### Material:
---*---
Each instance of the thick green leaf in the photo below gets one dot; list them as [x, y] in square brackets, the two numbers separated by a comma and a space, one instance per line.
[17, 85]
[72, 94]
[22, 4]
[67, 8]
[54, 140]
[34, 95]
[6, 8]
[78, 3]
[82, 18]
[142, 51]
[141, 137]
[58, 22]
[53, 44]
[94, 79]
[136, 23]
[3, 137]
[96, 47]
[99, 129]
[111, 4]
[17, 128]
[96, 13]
---*---
Rewrite every line of the listing above, including the request line, and shift each point coordinate in the answers up by 67.

Each instance of the thick green leaf in the photo below gets one dot; list them as [x, y] in square brackets, the two numbers separated by a comma and a space, one instance per line.
[84, 152]
[139, 161]
[89, 71]
[134, 75]
[121, 207]
[101, 162]
[73, 75]
[145, 70]
[149, 85]
[209, 118]
[208, 204]
[125, 89]
[120, 111]
[161, 146]
[203, 90]
[70, 204]
[163, 114]
[166, 196]
[178, 71]
[84, 195]
[163, 80]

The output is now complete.